▸ **Activity**: Reproduce the entries character for character, starting with the first line and continuing through the line that contains "negative clicks: (511, 570)", both ends included.

################

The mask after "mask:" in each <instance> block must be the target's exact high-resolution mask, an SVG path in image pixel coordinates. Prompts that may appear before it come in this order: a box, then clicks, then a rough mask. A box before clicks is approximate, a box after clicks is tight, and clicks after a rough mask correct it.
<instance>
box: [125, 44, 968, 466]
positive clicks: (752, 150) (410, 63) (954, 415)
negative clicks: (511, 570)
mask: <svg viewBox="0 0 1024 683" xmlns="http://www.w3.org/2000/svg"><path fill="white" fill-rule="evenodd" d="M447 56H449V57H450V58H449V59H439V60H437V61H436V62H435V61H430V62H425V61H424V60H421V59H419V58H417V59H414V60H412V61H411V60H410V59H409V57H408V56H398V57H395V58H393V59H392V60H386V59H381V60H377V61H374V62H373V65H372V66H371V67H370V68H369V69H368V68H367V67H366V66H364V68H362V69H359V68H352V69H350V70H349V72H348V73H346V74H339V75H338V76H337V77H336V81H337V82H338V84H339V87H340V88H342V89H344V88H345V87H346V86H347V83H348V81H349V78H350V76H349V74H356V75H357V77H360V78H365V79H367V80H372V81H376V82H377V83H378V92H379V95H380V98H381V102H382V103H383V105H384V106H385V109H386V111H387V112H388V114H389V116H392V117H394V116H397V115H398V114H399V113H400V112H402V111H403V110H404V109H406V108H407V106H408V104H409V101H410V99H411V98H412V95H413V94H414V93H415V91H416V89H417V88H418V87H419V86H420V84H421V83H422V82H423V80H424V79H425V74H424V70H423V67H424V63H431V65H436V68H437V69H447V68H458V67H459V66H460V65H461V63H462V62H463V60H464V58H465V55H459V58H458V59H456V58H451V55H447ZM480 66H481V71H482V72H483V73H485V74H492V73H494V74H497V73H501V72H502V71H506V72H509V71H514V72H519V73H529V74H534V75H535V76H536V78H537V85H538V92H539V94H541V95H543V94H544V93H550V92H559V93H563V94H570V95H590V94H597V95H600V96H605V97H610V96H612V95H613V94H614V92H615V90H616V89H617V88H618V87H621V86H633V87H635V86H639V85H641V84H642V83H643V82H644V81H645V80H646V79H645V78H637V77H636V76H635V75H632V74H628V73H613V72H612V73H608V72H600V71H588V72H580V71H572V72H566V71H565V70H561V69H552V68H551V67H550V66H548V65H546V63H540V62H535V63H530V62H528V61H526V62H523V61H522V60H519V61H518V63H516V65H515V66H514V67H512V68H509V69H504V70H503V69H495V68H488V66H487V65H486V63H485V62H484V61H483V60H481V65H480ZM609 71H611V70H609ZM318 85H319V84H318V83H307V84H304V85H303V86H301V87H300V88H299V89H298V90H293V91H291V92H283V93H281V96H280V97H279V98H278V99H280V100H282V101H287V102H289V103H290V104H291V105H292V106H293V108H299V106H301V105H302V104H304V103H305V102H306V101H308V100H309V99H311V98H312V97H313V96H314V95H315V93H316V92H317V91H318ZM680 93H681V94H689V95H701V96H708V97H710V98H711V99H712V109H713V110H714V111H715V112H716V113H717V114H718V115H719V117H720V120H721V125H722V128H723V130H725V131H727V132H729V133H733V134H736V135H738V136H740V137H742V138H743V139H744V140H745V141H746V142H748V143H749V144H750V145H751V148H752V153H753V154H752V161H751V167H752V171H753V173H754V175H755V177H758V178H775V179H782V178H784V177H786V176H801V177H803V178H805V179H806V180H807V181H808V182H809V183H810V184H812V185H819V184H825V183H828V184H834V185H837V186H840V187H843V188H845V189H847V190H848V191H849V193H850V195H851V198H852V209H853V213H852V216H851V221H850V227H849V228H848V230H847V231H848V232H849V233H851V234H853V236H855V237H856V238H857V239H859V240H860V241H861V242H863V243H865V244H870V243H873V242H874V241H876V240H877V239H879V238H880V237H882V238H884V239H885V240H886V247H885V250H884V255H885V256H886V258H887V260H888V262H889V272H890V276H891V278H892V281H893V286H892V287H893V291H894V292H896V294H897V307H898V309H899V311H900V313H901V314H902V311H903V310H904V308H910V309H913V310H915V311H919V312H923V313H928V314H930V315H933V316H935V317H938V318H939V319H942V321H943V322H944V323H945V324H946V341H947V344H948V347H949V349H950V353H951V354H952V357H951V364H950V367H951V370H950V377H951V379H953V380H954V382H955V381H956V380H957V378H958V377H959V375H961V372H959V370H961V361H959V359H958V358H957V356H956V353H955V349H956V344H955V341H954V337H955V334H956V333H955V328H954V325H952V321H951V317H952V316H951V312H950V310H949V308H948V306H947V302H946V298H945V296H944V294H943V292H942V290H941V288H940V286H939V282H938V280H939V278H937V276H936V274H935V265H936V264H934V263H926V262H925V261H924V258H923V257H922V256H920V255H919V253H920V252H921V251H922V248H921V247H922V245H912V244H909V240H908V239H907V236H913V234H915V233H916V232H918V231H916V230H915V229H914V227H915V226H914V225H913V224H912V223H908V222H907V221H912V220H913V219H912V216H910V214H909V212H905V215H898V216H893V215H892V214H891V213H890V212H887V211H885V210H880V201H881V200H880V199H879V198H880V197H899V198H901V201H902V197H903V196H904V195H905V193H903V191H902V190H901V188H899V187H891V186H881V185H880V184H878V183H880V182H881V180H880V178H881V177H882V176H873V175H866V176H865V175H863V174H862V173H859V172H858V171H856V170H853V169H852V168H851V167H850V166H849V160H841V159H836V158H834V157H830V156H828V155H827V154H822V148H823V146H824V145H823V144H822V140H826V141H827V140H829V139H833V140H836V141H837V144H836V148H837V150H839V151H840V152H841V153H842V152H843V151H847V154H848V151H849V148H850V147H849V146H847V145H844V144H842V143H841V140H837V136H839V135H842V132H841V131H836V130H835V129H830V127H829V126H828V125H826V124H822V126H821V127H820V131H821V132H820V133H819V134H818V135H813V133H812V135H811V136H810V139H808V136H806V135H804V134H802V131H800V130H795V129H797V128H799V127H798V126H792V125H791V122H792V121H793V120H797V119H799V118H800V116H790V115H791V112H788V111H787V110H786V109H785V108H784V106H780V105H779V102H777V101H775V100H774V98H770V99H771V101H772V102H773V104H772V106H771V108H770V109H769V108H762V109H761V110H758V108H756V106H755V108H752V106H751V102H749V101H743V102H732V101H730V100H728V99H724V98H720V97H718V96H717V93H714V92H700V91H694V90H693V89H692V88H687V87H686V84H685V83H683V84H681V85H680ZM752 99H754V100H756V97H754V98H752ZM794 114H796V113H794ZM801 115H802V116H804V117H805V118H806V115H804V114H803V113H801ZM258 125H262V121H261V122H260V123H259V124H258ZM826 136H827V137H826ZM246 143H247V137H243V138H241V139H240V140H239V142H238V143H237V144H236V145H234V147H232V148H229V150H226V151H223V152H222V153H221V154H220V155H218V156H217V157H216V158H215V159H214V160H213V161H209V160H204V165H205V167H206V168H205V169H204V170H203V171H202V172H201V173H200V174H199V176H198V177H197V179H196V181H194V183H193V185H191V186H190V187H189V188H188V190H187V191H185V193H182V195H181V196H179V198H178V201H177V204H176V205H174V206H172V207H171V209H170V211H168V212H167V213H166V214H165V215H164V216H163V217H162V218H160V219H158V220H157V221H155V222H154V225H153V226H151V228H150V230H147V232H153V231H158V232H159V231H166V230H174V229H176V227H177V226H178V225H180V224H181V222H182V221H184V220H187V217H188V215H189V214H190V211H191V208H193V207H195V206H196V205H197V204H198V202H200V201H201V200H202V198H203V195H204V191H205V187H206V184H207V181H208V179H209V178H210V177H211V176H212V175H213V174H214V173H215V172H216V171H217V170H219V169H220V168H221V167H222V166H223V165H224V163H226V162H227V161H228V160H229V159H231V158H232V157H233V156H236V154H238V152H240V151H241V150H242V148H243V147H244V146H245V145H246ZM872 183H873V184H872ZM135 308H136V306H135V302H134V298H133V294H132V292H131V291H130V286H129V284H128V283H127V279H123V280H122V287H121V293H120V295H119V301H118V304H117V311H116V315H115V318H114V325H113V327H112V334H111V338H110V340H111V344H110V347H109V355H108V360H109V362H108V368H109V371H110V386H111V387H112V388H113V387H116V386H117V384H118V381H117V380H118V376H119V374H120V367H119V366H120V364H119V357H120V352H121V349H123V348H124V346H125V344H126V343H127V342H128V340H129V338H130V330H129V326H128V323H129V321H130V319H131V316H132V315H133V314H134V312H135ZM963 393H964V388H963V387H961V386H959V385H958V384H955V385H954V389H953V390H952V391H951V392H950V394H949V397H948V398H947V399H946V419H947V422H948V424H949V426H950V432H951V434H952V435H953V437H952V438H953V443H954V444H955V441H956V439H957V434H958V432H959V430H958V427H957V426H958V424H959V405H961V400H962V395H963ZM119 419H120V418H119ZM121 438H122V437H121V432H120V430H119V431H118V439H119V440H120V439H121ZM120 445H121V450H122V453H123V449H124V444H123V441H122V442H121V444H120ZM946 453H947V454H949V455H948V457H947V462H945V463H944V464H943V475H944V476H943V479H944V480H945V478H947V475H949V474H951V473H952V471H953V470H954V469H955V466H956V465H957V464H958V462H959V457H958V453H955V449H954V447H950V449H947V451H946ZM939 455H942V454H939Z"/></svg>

################

▸ **Response**:
The mask after "mask:" in each <instance> block must be the target's exact high-resolution mask, an SVG path in image pixel coordinates. Prompts that may appear before it come in this order: a box, then clicks, then a rough mask. A box before clicks is approximate, a box after clicks is tight, and clicks after a rough mask correct it.
<instance>
box: [125, 44, 968, 466]
positive clicks: (752, 150) (410, 63) (954, 415)
negative clicks: (511, 570)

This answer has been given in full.